The Chief Inspector of Hospitals is placing the service into special measures.

Services placed in special measures will be inspected again within six months. If insufficient improvements have been made such that there remains a rating of inadequate overall or for any key question or core service, we will take action in line with our enforcement procedures to begin the process of preventing the provider from operating the service. This will lead to cancelling their registration or to varying the terms of their registration within six months if they do not improve. The service will be kept under review and, if needed, could be escalated to urgent enforcement action. Where necessary another inspection will be conducted within a further six months, and if there is not enough improvement we will move to close the service by adopting our proposal to vary the provider’s registration to remove this location or cancel the provider’s registration.

Inspection carried out on 11th to 12th and 18th September 2019

During a routine inspection

Healthcare at Home was operated by Healthcare at Home limited. Healthcare at Home provides a clinical homecare, operating UK wide, and works with the NHS, pharmaceutical companies, private medical insurers, consultants, GPs and charities.

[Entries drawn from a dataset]
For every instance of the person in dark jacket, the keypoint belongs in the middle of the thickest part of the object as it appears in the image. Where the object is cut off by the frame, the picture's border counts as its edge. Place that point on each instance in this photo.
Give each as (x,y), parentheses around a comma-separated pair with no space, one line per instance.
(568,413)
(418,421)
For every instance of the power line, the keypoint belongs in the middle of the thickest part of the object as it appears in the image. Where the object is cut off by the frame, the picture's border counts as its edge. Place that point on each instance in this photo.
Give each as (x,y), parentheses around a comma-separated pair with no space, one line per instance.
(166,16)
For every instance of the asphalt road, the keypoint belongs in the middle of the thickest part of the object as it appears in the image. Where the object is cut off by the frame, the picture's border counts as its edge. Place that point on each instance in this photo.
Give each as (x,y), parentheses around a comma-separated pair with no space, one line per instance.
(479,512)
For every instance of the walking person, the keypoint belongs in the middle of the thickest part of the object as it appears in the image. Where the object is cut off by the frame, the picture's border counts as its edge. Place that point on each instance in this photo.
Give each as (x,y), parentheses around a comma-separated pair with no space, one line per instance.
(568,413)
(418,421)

--

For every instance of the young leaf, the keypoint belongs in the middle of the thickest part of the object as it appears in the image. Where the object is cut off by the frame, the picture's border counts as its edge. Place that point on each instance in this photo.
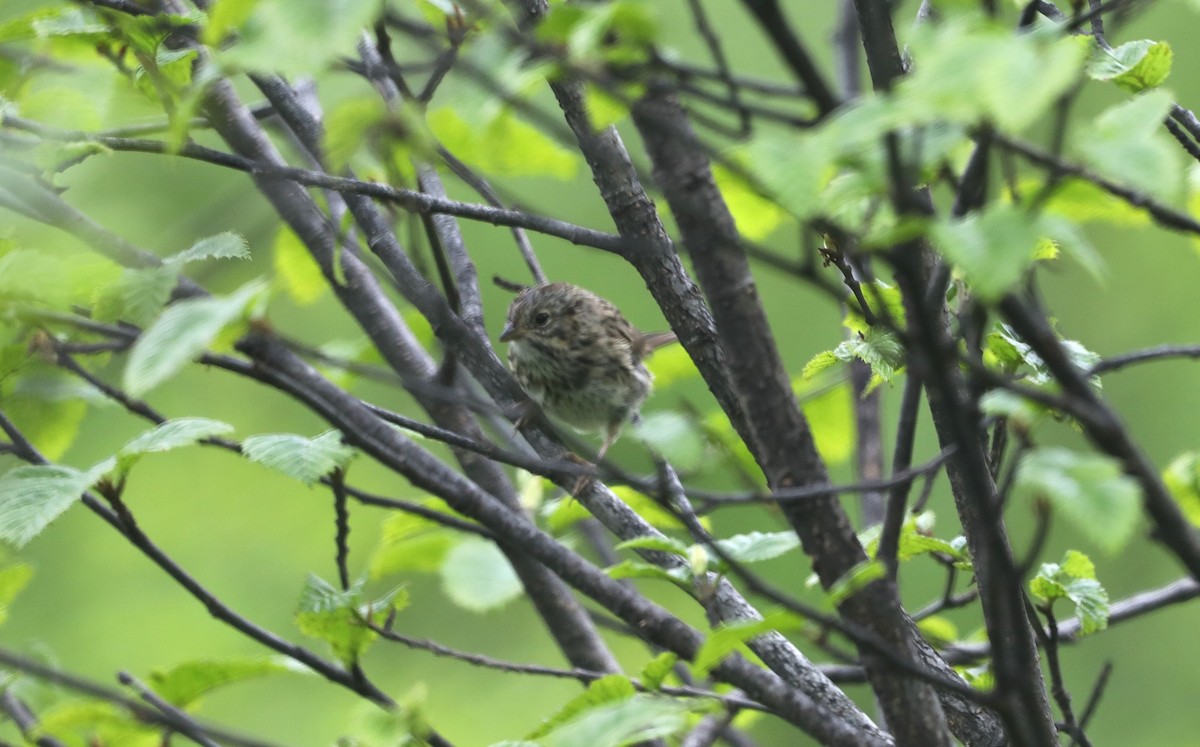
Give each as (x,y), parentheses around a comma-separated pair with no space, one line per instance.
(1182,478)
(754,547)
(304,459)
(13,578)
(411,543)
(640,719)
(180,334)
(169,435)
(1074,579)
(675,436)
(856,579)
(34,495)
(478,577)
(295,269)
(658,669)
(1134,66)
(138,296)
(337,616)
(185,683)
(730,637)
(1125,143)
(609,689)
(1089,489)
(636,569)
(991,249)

**TO DO**
Please list every party that the inspection report says Healthcare at Home works with. These entries are separate material with no connection to the inspection report.

**WRITTEN SOLUTION**
- the NHS
- pharmaceutical companies
- private medical insurers
- consultants
- GPs
- charities